## begin

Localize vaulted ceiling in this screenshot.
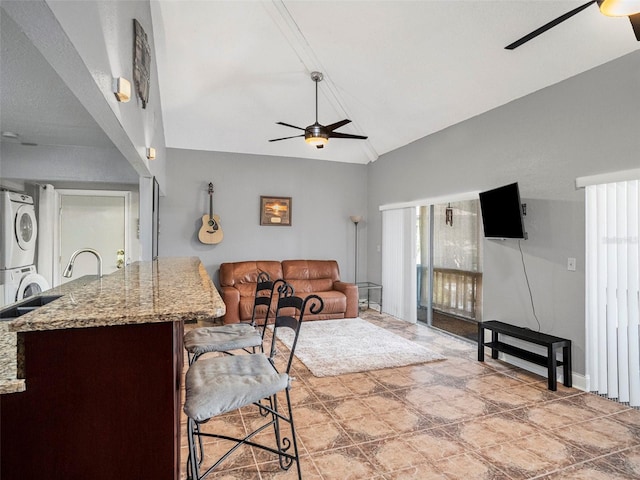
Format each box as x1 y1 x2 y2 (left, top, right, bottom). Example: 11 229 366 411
0 0 640 163
152 0 640 163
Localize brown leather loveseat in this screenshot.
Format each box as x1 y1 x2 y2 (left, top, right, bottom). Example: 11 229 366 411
220 260 358 324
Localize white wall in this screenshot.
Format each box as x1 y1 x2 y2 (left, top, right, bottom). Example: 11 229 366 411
47 0 166 187
367 51 640 373
159 149 367 282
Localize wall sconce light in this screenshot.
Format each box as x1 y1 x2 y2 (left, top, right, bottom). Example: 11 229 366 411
113 77 131 103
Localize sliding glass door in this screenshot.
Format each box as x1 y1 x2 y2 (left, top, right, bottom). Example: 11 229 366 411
416 200 482 339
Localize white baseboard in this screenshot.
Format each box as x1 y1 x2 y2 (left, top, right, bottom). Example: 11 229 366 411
498 353 587 392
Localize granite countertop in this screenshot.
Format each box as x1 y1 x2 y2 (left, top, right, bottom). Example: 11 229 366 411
0 257 225 394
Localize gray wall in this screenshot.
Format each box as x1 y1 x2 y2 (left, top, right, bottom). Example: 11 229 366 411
159 149 367 283
0 142 138 185
367 51 640 374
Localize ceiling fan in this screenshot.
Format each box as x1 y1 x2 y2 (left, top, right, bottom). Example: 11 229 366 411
504 0 640 50
269 72 368 148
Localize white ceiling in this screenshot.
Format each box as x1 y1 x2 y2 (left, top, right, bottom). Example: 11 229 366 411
0 0 640 163
152 0 640 163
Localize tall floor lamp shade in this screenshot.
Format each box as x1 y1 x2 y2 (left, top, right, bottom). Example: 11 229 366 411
350 215 362 283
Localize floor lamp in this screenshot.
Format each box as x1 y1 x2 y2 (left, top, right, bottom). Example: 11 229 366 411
350 215 362 283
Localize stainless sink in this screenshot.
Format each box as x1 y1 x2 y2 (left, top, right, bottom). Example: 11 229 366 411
0 295 62 320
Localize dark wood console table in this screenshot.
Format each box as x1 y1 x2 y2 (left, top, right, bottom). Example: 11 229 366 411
478 320 571 391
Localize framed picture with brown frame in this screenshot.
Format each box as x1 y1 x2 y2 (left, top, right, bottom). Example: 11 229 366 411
260 195 291 227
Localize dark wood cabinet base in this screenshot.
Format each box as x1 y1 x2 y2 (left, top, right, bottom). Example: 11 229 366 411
0 322 183 480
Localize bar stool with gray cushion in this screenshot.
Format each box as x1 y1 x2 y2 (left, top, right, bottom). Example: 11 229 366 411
184 272 284 364
184 289 324 480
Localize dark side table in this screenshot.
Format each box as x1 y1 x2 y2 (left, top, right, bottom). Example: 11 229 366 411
356 282 382 313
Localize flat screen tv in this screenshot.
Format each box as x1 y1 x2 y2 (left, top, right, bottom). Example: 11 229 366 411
480 182 527 238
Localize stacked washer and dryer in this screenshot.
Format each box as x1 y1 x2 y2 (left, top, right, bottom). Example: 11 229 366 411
0 191 49 305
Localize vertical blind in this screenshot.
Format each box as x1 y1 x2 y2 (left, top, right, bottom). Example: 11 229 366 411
382 207 417 323
585 180 640 407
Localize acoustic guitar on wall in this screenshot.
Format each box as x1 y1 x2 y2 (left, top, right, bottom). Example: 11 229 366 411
198 182 223 245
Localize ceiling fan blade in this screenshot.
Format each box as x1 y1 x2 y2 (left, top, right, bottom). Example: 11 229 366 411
504 0 596 50
329 132 369 140
269 133 304 142
276 122 304 130
629 13 640 42
324 118 351 132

## end

* _Written problem_: Print the listing above again word for word, everything from the line containing "Localize white wall in this screenshot." down through the line containing "0 295 62 320", and nothing else.

* _Finished exercise_:
Localize white wall in this screenshot.
Format each box as x1 y1 x2 y2 (left, top, right, bottom). Example: 11 229 366 411
47 0 166 187
367 51 640 373
159 149 367 282
Localize wall sconce light in this screenshot.
Format each box as x1 y1 x2 y2 (left, top, right, bottom). Example: 11 229 366 411
113 77 131 103
Localize sliding glass door in this screenshot.
Format each box as x1 y1 x2 y2 (left, top, right, bottom). Example: 11 229 366 411
416 200 482 339
Localize white baseboard in this screenshot.
Format each box as x1 y1 x2 y2 (left, top, right, bottom). Example: 11 229 366 411
498 353 587 392
Localize granite countertop in this screenshot.
Format each box as x1 y1 x2 y2 (left, top, right, bottom). Example: 11 229 366 411
0 257 225 394
Localize gray wall in this screenshot.
Format each box as x1 y1 x2 y2 (left, top, right, bottom). Example: 11 229 366 411
159 149 367 283
0 142 138 185
367 51 640 374
Localize ceiling fan in this screenshot.
Format each box as x1 y1 x2 y2 (left, top, right, bottom). Example: 11 229 366 411
504 0 640 50
269 72 368 148
Localize white ceiling in this screenshot.
Format each box as x1 y1 x2 y2 (left, top, right, bottom). Example: 11 229 366 411
0 0 640 163
152 0 640 163
Localize tall floor lamp shade in this screenshot.
Format each box as x1 y1 x2 y2 (left, top, right, bottom). Example: 11 229 366 411
350 215 362 283
Localize floor lamp in this screenshot.
Format each box as x1 y1 x2 y2 (left, top, right, bottom). Example: 11 229 366 411
350 215 362 283
Localize stainless sink in this screenshot.
Format each box as x1 y1 x2 y2 (left, top, right, bottom). Example: 11 229 366 411
0 295 62 320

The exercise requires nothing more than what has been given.